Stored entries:
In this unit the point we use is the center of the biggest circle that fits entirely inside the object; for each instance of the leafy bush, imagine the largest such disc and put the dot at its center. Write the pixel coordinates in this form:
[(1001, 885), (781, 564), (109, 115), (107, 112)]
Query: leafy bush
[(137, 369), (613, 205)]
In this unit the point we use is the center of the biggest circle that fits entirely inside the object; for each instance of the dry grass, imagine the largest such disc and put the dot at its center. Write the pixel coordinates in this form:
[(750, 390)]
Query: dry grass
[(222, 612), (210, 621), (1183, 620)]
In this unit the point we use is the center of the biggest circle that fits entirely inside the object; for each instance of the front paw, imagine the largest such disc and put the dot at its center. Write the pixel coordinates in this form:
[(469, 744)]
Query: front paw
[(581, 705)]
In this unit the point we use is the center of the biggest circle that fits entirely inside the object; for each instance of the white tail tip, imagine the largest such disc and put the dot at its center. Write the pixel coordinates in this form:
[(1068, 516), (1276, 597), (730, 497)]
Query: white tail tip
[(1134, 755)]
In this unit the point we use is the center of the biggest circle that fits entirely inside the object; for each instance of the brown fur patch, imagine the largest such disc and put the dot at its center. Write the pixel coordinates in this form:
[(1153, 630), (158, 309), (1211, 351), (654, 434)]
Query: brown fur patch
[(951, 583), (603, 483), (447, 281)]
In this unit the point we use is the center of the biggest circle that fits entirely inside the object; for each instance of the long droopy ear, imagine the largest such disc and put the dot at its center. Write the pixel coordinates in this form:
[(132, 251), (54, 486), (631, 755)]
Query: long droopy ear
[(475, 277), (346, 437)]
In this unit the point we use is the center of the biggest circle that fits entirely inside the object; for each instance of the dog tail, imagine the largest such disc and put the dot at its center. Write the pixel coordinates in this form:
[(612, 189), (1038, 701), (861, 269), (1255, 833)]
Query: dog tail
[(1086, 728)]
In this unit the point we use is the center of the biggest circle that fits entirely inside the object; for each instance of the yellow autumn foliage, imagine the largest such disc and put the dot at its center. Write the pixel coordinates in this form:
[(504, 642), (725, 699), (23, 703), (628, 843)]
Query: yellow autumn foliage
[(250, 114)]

---

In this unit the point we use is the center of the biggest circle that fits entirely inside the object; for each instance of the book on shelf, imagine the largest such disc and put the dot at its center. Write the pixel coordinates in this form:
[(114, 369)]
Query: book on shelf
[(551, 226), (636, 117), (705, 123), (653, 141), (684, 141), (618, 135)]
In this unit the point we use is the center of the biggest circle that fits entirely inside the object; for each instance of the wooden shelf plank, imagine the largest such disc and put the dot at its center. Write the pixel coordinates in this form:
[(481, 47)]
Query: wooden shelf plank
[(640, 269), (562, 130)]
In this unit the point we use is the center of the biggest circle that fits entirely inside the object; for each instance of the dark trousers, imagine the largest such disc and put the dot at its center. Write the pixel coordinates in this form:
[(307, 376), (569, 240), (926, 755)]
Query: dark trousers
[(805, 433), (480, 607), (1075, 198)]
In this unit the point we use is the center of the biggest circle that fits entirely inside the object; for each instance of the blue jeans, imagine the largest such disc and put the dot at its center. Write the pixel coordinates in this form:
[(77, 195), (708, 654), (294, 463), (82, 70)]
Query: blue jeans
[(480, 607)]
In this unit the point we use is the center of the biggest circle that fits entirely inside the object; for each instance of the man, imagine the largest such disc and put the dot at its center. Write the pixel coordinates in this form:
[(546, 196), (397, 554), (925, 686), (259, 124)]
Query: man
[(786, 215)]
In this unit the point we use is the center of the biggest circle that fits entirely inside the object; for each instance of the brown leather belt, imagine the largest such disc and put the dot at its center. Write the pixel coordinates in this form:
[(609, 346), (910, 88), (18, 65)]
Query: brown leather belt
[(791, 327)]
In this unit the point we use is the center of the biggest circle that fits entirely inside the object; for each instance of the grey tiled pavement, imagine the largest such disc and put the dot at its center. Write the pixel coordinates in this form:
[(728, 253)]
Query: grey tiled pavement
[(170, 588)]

#### [Problem description]
Recast the lines as a JSON list of strings, one string per line with blank lines left out, starting with the line that contains "of the leafy" and going on through the line that contains "[(951, 583), (603, 483), (447, 281)]".

#### [Written solution]
[
  "In this unit the point we use is the center of the biggest circle that fits entirely inside the object; for each instance of the leafy bush, imagine the largest such disc and put the dot at its center. Write the pixel coordinates in this form:",
  "[(1001, 885), (781, 564), (109, 115), (107, 112)]",
  "Query: leafy bush",
  "[(137, 369), (613, 205)]",
  "In this unit the point we use is the center of the biggest circle that fits entirely inside the object; for each instance of the dry grass, imagine the largest such disc and put the dot at its center. Write the pixel coordinates in this form:",
  "[(750, 390)]",
  "Query: dry grass",
  "[(222, 612), (210, 621), (1183, 620)]",
  "In this unit the point we use is the center of the biggest circle that fits entirely inside the object; for each instance of the front paw, imagine the largest such disc and put the dot at its center. Write the pixel coordinates in this form:",
  "[(469, 744)]",
  "Query: front paw",
  "[(581, 705)]",
  "In this unit the point we use is the center of the biggest circle that fits entirely inside the object; for each instance of the white tail tip, imagine the largest such disc and put the dot at its center. Write the pixel coordinates in this form:",
  "[(1068, 516), (1276, 597), (730, 497)]",
  "Query: white tail tip",
  "[(1134, 755)]",
  "In this unit the point we use is the center of the biggest circle that fits entirely inside the object; for each instance of the brown fur patch, imagine the largest such disc and put the dot at its center. Write the pixel coordinates in this form:",
  "[(1153, 630), (158, 309), (1211, 351), (654, 434)]",
  "Query: brown fur patch",
  "[(951, 583), (603, 483), (447, 281)]"
]